* GIVEN PASSAGE
— BEGIN —
Chemical Vapor Deposition
Chemical vapor deposition (CVD) is the dominant commercial technique for growing epitaxial layers on silicon and related compound semiconductors. In CVD, gaseous precursors are introduced into a heated reaction chamber, where they decompose and react at the substrate surface to deposit a crystalline layer. Georgia Tech's course materials on CVD and epitaxy describe how the growth rate, film composition, and doping level are each controlled independently by adjusting gas flow rates, temperature, and pressure. Metalorganic CVD (MOCVD) is a widely used variant that employs metalorganic precursor gases to grow compound semiconductor layers, particularly for gallium nitride and indium phosphide device structures. CVD reactors operate at relatively high gas pressures compared to vacuum-based alternatives, enabling higher throughput suitable for production environments.
Molecular Beam Epitaxy
Molecular beam epitaxy (MBE) achieves layer growth by directing thermal beams of atoms or molecules at a heated substrate inside an ultra-high vacuum chamber, typically at pressures below 10⁻⁹ torr. According to Cadence's overview of the MBE process, reflection high-energy electron diffraction (RHEED) is used in real time to monitor crystal quality during deposition, and computer-controlled shutters allow layer thickness control down to a single atomic monolayer. Growth rates in MBE are typically a few micrometers per hour, making the technique slower than CVD, but the precise control over layer composition and abruptness makes it indispensable for research-grade heterostructures and quantum well devices. RHEED oscillations serve as a direct measure of layer-by-layer growth, providing feedback on surface morphology during deposition.
— END —
* DATASET CONTENT
— BEGIN —
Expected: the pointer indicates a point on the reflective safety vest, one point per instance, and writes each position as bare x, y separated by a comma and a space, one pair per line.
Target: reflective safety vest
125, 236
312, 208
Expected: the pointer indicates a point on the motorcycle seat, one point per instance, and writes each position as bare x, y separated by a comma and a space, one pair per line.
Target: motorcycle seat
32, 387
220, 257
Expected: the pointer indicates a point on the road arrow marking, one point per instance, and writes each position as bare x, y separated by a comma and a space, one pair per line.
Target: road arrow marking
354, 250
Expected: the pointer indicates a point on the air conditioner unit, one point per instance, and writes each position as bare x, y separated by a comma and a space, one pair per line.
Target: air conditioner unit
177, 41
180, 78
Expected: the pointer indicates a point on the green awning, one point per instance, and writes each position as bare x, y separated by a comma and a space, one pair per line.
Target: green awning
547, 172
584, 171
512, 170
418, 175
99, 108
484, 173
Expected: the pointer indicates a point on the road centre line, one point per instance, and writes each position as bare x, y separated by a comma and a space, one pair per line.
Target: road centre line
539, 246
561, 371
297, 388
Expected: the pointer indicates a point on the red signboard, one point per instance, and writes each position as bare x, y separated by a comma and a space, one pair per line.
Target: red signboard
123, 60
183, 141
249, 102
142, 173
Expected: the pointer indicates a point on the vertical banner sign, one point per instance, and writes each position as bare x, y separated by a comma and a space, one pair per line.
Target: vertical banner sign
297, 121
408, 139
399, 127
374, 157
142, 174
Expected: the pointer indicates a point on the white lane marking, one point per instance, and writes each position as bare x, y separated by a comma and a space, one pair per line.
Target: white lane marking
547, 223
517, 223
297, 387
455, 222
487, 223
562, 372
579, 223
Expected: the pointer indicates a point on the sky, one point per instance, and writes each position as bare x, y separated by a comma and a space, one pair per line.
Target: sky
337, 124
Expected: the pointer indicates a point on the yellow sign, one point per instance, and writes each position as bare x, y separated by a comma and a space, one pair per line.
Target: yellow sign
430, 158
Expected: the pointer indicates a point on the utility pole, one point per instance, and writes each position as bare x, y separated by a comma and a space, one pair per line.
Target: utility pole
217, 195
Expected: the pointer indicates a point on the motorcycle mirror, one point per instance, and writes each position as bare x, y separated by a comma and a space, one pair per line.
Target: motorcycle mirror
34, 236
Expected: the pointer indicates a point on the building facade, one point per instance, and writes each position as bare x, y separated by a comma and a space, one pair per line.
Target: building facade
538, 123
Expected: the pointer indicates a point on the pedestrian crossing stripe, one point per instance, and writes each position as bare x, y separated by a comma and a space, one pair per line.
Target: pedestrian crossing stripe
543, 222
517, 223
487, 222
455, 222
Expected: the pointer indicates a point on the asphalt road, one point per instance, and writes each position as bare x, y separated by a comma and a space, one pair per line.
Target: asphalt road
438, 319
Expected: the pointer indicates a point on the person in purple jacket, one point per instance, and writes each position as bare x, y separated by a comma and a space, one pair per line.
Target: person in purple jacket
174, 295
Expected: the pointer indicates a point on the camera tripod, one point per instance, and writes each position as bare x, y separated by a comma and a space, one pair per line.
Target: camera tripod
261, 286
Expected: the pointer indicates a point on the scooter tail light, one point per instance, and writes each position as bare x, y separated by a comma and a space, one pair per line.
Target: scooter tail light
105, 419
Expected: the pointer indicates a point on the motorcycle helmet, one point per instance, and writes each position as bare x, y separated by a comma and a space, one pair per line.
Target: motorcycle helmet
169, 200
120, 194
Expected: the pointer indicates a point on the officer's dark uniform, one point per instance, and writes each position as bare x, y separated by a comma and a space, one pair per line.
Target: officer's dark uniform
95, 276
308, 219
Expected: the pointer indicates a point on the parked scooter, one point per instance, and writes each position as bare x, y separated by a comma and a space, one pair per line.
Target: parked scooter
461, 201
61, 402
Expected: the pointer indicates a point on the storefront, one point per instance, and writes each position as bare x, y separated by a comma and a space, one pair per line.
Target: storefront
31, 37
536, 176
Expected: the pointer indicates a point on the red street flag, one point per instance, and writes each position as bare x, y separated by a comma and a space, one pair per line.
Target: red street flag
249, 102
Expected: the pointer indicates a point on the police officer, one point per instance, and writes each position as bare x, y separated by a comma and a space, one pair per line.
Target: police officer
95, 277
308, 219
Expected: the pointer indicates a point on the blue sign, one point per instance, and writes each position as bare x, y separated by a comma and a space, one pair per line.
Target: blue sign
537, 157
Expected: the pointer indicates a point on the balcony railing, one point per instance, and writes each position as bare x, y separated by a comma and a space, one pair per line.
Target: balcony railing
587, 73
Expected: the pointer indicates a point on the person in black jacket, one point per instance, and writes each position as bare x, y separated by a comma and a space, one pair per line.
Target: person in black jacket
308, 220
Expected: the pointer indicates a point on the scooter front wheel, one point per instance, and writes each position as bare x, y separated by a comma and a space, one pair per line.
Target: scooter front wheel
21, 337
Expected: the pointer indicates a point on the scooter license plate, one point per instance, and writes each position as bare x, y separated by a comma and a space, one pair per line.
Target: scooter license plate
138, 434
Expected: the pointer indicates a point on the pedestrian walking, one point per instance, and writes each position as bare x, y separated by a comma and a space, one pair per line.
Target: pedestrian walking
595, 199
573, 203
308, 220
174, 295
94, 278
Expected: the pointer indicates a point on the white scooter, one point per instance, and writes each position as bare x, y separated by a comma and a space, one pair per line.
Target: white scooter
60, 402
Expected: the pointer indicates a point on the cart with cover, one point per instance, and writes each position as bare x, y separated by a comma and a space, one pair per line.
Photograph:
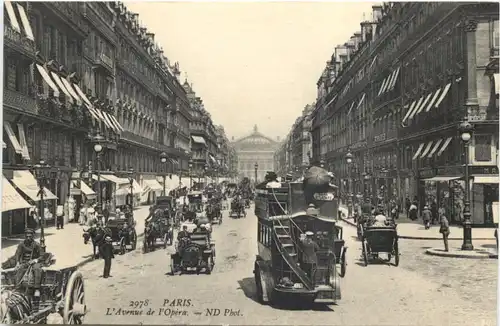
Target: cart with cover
282, 270
158, 230
123, 234
62, 291
378, 240
196, 252
237, 208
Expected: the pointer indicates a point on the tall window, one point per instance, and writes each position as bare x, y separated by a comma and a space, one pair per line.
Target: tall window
482, 148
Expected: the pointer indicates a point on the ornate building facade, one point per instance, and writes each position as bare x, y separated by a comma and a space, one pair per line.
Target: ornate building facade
255, 149
394, 96
75, 70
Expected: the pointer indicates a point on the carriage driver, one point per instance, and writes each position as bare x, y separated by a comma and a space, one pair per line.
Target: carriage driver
27, 254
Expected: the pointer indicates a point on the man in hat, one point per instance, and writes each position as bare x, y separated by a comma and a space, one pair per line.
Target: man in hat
27, 254
106, 251
309, 257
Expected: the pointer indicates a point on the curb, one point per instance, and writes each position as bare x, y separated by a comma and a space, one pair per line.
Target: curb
421, 238
89, 259
477, 254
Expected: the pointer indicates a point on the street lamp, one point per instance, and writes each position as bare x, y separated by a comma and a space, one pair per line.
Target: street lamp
190, 165
163, 159
41, 173
256, 167
466, 129
131, 181
348, 158
98, 139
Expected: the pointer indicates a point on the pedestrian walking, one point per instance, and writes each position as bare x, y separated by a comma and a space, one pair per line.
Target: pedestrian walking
426, 217
407, 207
59, 217
445, 231
106, 251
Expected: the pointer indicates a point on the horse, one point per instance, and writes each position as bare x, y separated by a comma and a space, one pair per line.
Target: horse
97, 235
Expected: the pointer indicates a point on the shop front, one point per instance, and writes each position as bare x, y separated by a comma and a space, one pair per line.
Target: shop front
485, 194
28, 185
14, 210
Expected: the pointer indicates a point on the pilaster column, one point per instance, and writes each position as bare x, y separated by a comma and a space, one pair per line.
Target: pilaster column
471, 102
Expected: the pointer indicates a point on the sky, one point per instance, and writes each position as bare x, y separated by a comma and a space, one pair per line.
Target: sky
252, 63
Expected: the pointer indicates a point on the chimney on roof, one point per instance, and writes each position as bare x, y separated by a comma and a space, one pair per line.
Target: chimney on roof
377, 13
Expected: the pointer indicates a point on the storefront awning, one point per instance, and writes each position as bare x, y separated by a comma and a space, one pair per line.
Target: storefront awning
198, 139
486, 179
442, 179
424, 103
27, 183
415, 109
152, 185
112, 178
433, 100
394, 79
12, 137
417, 153
441, 98
11, 199
47, 79
445, 145
434, 148
496, 77
87, 191
427, 148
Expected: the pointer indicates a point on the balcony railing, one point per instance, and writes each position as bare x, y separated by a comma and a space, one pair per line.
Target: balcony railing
16, 40
105, 62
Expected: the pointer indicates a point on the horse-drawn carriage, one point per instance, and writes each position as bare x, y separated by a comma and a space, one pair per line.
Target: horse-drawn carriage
158, 229
123, 234
378, 240
237, 207
62, 291
196, 252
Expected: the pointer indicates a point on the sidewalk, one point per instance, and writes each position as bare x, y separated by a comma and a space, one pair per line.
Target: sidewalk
67, 244
418, 232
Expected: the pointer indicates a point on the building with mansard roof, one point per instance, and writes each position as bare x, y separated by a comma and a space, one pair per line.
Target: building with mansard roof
255, 152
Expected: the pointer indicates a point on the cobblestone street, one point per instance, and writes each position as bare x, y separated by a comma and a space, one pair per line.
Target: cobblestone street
423, 290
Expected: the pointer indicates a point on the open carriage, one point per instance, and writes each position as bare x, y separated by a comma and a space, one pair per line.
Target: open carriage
123, 238
62, 291
282, 269
194, 253
378, 240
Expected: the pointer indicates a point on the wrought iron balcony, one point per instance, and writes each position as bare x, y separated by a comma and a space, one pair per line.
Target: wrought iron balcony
105, 62
16, 41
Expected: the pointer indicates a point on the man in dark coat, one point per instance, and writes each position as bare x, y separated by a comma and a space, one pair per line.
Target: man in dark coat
27, 254
106, 251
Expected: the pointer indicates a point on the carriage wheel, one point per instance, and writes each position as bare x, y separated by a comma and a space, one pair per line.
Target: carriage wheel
74, 300
365, 253
165, 239
343, 264
396, 254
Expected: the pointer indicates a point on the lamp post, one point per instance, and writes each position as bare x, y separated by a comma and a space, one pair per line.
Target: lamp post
348, 158
131, 181
190, 165
98, 139
256, 167
163, 159
41, 170
466, 134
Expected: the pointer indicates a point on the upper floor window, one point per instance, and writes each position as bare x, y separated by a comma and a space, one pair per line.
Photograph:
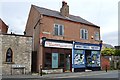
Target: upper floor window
9, 55
97, 36
84, 34
58, 30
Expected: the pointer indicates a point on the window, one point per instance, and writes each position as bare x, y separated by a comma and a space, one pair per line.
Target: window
58, 30
61, 62
9, 55
54, 60
97, 36
48, 60
84, 34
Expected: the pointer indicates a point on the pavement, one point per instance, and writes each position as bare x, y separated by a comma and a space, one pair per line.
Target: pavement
64, 76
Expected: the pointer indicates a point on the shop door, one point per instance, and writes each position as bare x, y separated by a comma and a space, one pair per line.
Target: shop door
67, 61
88, 59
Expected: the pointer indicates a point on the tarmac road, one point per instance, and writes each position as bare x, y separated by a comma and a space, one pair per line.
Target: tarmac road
96, 75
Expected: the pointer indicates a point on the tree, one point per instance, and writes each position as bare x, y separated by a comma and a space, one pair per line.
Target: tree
117, 53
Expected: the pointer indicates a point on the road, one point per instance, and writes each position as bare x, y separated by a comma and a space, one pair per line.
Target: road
96, 75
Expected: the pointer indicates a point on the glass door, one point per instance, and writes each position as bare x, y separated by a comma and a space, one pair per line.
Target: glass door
67, 61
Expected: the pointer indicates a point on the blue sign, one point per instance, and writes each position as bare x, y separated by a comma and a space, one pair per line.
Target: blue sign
54, 60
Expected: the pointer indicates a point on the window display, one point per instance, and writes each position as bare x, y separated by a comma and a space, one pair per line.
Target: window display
79, 57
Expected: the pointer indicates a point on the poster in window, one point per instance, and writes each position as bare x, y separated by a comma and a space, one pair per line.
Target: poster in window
54, 60
95, 58
79, 57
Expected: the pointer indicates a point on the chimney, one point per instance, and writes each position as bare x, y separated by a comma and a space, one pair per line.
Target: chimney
65, 9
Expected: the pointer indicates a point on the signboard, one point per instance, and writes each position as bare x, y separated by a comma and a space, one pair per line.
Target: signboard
79, 58
95, 56
18, 66
58, 45
87, 47
54, 60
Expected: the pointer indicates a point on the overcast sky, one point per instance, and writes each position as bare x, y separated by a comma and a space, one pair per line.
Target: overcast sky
103, 13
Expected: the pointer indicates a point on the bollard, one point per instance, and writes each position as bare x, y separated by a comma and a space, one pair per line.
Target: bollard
40, 70
106, 68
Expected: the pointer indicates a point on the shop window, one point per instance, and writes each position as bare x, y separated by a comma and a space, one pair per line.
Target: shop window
9, 55
61, 62
79, 57
58, 30
54, 60
97, 36
84, 34
48, 60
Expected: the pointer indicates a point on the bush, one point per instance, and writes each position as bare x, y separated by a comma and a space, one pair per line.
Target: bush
117, 53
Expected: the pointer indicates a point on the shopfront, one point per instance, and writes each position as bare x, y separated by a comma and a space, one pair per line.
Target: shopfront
57, 55
86, 56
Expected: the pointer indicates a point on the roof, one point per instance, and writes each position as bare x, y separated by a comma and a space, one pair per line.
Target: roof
53, 13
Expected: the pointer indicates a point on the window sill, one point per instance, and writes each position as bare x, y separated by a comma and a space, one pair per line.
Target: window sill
8, 62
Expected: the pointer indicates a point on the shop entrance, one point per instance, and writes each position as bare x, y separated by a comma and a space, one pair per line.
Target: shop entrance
88, 59
67, 63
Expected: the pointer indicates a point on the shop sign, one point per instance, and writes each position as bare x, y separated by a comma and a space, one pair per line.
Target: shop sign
54, 60
18, 66
58, 44
87, 47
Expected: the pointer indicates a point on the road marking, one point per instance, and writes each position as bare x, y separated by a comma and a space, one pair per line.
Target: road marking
84, 75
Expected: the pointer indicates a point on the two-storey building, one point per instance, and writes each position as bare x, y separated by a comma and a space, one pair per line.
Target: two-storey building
61, 41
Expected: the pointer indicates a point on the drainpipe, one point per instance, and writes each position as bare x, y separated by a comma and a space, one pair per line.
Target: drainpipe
73, 56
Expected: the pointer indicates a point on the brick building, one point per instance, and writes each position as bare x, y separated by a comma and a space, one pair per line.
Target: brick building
15, 54
61, 41
3, 27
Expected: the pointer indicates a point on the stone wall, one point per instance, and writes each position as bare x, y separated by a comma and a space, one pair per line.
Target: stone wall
22, 49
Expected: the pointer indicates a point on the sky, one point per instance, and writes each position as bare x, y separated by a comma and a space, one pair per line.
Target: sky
103, 13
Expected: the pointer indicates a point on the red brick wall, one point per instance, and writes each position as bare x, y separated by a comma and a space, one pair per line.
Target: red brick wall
71, 31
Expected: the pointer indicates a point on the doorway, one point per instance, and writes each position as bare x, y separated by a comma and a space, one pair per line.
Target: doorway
67, 62
88, 59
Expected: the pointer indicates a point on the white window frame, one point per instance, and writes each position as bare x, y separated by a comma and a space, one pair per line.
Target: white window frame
84, 34
59, 33
97, 36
— END —
* WORK TO BE COMPLETED
Decide whether each statement agrees with the passage on CVD and MBE, answering yes or no and quoting the passage's deciding words: (a) MBE grows layers in an ultra-high vacuum chamber, typically below 10⁻⁹ torr; (b) MBE grows layers faster than CVD; (c) CVD reactors operate at lower gas pressures than vacuum-based alternatives. The material plays no part in the work that comes next.

* WRITTEN RESPONSE
(a) Yes: "inside an ultra-high vacuum chamber, typically at pressures below 10⁻⁹ torr"
(b) No: "making the technique slower than CVD"
(c) No: "CVD reactors operate at relatively high gas pressures compared to vacuum-based alternatives"